**Passage for review:**

◆ ◆ ◆ ◆ ◆ ◆ ◆

The piece “Malawi’s new mining law tough on stone peddling” featured below was initially published in Malawi’s Mining & Trade Review Issue Number 34 that is circulating this February 2016.
The full edition is available for download here. This monthly publication is edited by Marcel Chimwala.
New mining law tough on stone peddling
By Madalitso Mhango & Evetar Chinsolo
The honeymoon will be over for smugglers of Malawi’s precious stones when the new Mines and Minerals Act comes into effect as the new law has stipulated stiff measures against stone peddlers in order to allow that marketing of minerals is conducted in an organized platform that generates adequate revenue in form of taxes for the government.
According to the Mines and Minerals bill, any person who possesses, purchases or sells any reserved mineral in its raw state is guilty of an offence and upon conviction is liable to a fine as prescribed in the regulations or to imprisonment for a period of not exceeding one year, or both such fine and imprisonment.
Malawi is, currently, losing billions of kwachas through stone smuggling mainly targeting precious minerals including gold and gemstones, according to a report by the Malawi miner’s tax force.
The quality and quantity and value of the stones do not match the declared value of the exported gemstones,
says the report.
The proposed law says an application for a reserved mineral license is to be made to the Commissioner for Mines in a prescribed form and shall be accompanied by the extension fee.
The licenses will be granted to any licensed bank and any person who is fit to hold such a license and who understands the provisions of this Act.
The licenses will have a validity of one year and they will be renewed on payment of the prescribed fee hence the license is not transferable as it may be cancelled at anytime if the licensee is convicted and unfit to hold the license.
Even though the license will be granted to the mineral possessors, the holders are limited from purchasing any reserved minerals in their raw form from any person.

◆ ◆ ◆ ◆ ◆ ◆ ◆

**Task 1:**
Which people does the article on Malawi's new mining law name?
**Task 2:**
Can you extend the article on Malawi's new mining law with a few sentences that follow on from its final one?
The entries come from a separate source unrelated to the article on Malawi's mining law.

**Stored data:**
◆ ◆ ◆ ◆ ◆ ◆ ◆

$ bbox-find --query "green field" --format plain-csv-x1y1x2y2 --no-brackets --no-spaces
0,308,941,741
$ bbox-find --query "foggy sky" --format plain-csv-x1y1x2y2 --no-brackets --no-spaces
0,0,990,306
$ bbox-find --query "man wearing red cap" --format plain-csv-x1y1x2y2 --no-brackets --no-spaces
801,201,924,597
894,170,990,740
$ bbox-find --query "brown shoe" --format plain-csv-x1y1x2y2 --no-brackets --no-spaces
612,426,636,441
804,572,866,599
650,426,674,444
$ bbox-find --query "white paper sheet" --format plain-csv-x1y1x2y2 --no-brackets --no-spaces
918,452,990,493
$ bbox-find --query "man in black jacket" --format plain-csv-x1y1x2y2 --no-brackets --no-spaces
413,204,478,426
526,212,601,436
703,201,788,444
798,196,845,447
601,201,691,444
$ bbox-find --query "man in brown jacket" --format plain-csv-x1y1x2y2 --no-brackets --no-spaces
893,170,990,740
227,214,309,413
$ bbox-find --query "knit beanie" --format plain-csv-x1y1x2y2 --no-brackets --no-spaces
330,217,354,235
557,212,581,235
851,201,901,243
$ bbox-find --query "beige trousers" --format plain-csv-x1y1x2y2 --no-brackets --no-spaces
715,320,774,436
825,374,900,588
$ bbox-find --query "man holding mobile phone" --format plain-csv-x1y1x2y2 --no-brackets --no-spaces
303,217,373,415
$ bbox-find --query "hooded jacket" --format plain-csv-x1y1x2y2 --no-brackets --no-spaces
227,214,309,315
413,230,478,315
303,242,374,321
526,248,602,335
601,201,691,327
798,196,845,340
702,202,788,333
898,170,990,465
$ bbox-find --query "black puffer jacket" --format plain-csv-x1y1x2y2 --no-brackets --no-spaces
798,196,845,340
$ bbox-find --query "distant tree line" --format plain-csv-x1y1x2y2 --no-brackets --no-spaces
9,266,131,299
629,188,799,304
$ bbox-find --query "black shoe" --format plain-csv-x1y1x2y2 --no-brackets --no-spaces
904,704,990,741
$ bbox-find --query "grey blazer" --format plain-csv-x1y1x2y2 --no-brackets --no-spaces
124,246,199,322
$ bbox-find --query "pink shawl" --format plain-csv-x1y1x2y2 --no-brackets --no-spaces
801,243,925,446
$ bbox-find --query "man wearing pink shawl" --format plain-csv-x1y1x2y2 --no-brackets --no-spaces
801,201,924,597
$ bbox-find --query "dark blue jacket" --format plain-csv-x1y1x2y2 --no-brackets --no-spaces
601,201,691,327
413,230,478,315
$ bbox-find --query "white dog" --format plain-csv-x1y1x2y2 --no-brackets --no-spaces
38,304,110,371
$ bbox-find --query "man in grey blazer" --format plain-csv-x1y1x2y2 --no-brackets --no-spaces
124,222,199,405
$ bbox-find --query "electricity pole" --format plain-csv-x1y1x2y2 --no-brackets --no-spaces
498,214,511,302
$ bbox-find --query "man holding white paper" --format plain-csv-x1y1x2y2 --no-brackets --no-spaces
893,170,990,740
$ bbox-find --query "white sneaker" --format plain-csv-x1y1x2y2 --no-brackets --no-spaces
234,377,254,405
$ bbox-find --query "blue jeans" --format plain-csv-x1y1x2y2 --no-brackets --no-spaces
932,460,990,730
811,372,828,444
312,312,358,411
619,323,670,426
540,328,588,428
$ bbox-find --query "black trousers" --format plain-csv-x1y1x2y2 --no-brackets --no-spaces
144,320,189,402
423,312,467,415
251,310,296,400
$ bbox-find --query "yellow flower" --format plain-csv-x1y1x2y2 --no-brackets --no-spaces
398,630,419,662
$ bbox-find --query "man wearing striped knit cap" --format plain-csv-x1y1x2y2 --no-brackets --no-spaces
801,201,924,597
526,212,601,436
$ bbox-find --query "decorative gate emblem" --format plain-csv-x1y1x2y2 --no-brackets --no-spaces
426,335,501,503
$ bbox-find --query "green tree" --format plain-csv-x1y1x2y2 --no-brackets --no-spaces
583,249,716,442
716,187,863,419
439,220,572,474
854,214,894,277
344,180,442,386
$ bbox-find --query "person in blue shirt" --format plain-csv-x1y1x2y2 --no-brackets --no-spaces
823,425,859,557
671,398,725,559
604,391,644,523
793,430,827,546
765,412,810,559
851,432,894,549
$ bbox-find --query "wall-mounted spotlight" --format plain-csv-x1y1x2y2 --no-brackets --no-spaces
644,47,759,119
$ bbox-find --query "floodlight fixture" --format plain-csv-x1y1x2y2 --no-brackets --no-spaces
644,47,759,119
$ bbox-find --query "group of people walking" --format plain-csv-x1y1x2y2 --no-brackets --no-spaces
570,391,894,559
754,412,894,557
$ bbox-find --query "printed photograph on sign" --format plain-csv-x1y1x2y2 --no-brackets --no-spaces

◆ ◆ ◆ ◆ ◆ ◆ ◆

**Your response 1:**
Marcel Chimwala, Madalitso Mhango and Evetar Chinsolo.

**Your response 2:**
The law, however, says there is no restriction of granting licenses to museum, education or scientific establishment from the possessing amounts of reserved minerals for the purpose of display as far as teaching or scientific study is concerned.
The new law also stipulates tough conditions for contractors who happen to discover precious minerals.
Any contractor constructing public works that inadvertently discovers reserved mineral into the course of its work shall inform the discovery to Registrar of Mineral Tenements within 30 calendar days of its discovery,
says the Bill.
The Mines and Minerals Bill was expected to be tabled in parliament last year but the house referred it back to the Ministry of Natural Resources, Energy and Mining after noticing anomalies in some clauses in the document that needed to be rectified.
Malawi hopes the introduction of the new Act will ensure sanity in the sector to enable the government generate more revenue, which is lost through unscrupulous and black market deals.
Mining used to contribute 10% to the country’s Gross Domestic Product (GDP) when the mothballed Kayelekera Uranium Mine was up and running but now its contribution to GDP has plummeted to less than 5%, according to the World Bank.